• [Job]:
Repeat the records below exactly as they appear.

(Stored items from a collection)

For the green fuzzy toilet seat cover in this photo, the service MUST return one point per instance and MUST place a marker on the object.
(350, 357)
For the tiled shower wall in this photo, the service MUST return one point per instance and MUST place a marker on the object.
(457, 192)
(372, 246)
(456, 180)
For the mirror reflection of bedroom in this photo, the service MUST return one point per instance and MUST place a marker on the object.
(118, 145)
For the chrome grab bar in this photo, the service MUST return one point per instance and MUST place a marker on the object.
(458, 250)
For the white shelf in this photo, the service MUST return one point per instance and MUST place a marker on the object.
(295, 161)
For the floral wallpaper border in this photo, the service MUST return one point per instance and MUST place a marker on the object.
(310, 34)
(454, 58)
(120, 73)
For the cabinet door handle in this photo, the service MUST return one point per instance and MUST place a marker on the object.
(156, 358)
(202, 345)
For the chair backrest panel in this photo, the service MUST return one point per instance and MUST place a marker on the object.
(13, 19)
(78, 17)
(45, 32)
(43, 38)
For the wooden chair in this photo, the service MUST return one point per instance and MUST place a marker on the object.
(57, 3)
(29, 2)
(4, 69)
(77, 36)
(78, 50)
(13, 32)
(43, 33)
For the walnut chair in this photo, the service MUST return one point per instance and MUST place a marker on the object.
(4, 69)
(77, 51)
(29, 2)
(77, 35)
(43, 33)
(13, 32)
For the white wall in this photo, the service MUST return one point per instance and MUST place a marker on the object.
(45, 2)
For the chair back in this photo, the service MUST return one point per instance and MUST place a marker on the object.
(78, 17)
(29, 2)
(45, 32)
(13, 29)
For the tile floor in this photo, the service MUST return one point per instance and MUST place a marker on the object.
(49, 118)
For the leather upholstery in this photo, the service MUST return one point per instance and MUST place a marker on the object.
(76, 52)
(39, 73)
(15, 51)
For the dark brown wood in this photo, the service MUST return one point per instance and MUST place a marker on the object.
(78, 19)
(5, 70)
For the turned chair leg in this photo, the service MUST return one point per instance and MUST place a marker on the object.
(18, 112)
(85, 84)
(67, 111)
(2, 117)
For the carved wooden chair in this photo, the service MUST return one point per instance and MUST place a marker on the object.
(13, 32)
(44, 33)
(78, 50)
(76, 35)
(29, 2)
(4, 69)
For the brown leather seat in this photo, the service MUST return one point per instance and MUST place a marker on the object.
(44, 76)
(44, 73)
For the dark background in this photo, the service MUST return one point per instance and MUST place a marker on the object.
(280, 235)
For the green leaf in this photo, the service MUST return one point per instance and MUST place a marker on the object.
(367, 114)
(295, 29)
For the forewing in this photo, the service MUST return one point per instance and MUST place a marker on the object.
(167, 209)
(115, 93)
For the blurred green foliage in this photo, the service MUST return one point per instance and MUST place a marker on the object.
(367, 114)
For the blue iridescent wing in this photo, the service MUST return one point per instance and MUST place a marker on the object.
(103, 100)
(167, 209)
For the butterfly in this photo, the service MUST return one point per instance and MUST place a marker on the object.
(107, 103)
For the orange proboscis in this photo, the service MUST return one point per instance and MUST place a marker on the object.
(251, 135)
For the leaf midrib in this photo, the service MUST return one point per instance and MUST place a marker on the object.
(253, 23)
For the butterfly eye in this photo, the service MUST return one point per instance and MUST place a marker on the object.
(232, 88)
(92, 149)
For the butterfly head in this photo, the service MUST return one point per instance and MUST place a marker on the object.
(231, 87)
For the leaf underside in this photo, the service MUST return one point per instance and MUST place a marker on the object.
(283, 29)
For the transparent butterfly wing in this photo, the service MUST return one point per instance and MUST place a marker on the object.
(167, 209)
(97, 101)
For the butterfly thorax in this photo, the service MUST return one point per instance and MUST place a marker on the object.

• [Reply]:
For the green fuzzy toilet seat cover in this photo, the service MUST return one point per instance and MUST place a marker on the object.
(350, 357)
For the tiled shower wall in this photo, the service MUST return one point per instance and MUST place a marker on the object.
(457, 192)
(372, 246)
(456, 180)
For the mirror reflection of bedroom in this photo, the service MUST return one point per instance and MUST place a marker on the object.
(118, 145)
For the chrome grab bar in this photo, the service MUST return one point per instance and MUST place a marker on the object.
(458, 250)
For the white shelf in this photo, the service MUST return one point per instance and MUST place a marker on the object.
(295, 161)
For the floral wallpaper border in this photo, the service MUST return one point per instance and MUST place a marker on the object.
(310, 34)
(454, 58)
(120, 73)
For the cabinet door handle in this photo, the service MUST return one point per instance and MUST place a marker on the object.
(156, 358)
(202, 345)
For the chair backrest panel in this photo, the service MUST return one point per instance and MUST place a marker on the object.
(13, 19)
(78, 17)
(45, 32)
(43, 38)
For the wooden chair in this photo, the service MUST return one point per instance and MUST place a marker on the object.
(57, 3)
(29, 2)
(4, 69)
(77, 36)
(78, 50)
(13, 32)
(43, 33)
For the walnut chair in this photo, the service MUST return one point per instance and MUST place a marker on the object.
(4, 69)
(77, 51)
(29, 2)
(77, 35)
(43, 33)
(13, 32)
For the white wall in this photo, the service MUST return one point per instance and MUST place a marker on the object.
(45, 2)
For the chair back in this photo, the service MUST return one point per instance and MUST place a marker on the object.
(78, 17)
(29, 2)
(45, 32)
(13, 29)
For the tile floor in this photo, the service MUST return one point per instance and MUST place a marker on the object.
(49, 118)
For the leather upholstery in this photo, the service MUST return one point per instance and MUST place a marker on the object.
(76, 52)
(39, 73)
(15, 51)
For the dark brown wood in this photo, the service MUST return one point per instance and MUST place a marker on the object.
(78, 19)
(5, 70)
For the turned chair leg in this photo, the service MUST return one point per instance and MUST place a marker on the object.
(18, 112)
(85, 84)
(67, 111)
(2, 117)
For the carved wooden chair in this photo, the service MUST return one point per instance and MUST place a marker on the object.
(13, 32)
(44, 33)
(78, 50)
(76, 35)
(29, 2)
(4, 69)
For the brown leather seat in this photo, the service MUST return one point per instance and MUST place a marker on the object.
(44, 76)
(44, 73)
For the dark background in this photo, the service MUST return one point per instance and MUST place a marker on the object.
(280, 235)
For the green leaf in this photo, the service MUST return one point per instance and MUST place a marker on the object.
(367, 114)
(295, 29)
For the forewing in this photo, the service MUST return one point per instance and MUST place a marker on the object.
(167, 209)
(115, 93)
For the blurred green foliage in this photo, the service MUST return one point per instance and MUST place a marker on the object.
(367, 114)
For the blue iridescent wing in this photo, the service MUST return one point per instance and MUST place a marker on the object.
(103, 100)
(167, 209)
For the butterfly in this photo, the service MUST return one point per instance and MUST place a marker on the object.
(107, 103)
For the orange proboscis in this photo, the service MUST return one point per instance and MUST place a marker on the object.
(251, 135)
For the leaf midrib in this photo, the service MUST return one point per instance and MUST place a marker on the object.
(253, 23)
For the butterfly eye in this photo, the service MUST return one point per instance and MUST place a marker on the object.
(232, 88)
(92, 149)
For the butterfly head in this photo, the service MUST return one point per instance and MUST place a marker on the object.
(231, 87)
For the leaf underside in this photo, the service MUST return one point per instance and MUST place a marker on the object.
(283, 29)
For the transparent butterfly wing in this photo, the service MUST return one point per instance and MUST place a marker on the object.
(167, 209)
(97, 101)
For the butterfly thorax in this photo, the service MUST return one point per instance and MUST place a marker on the object.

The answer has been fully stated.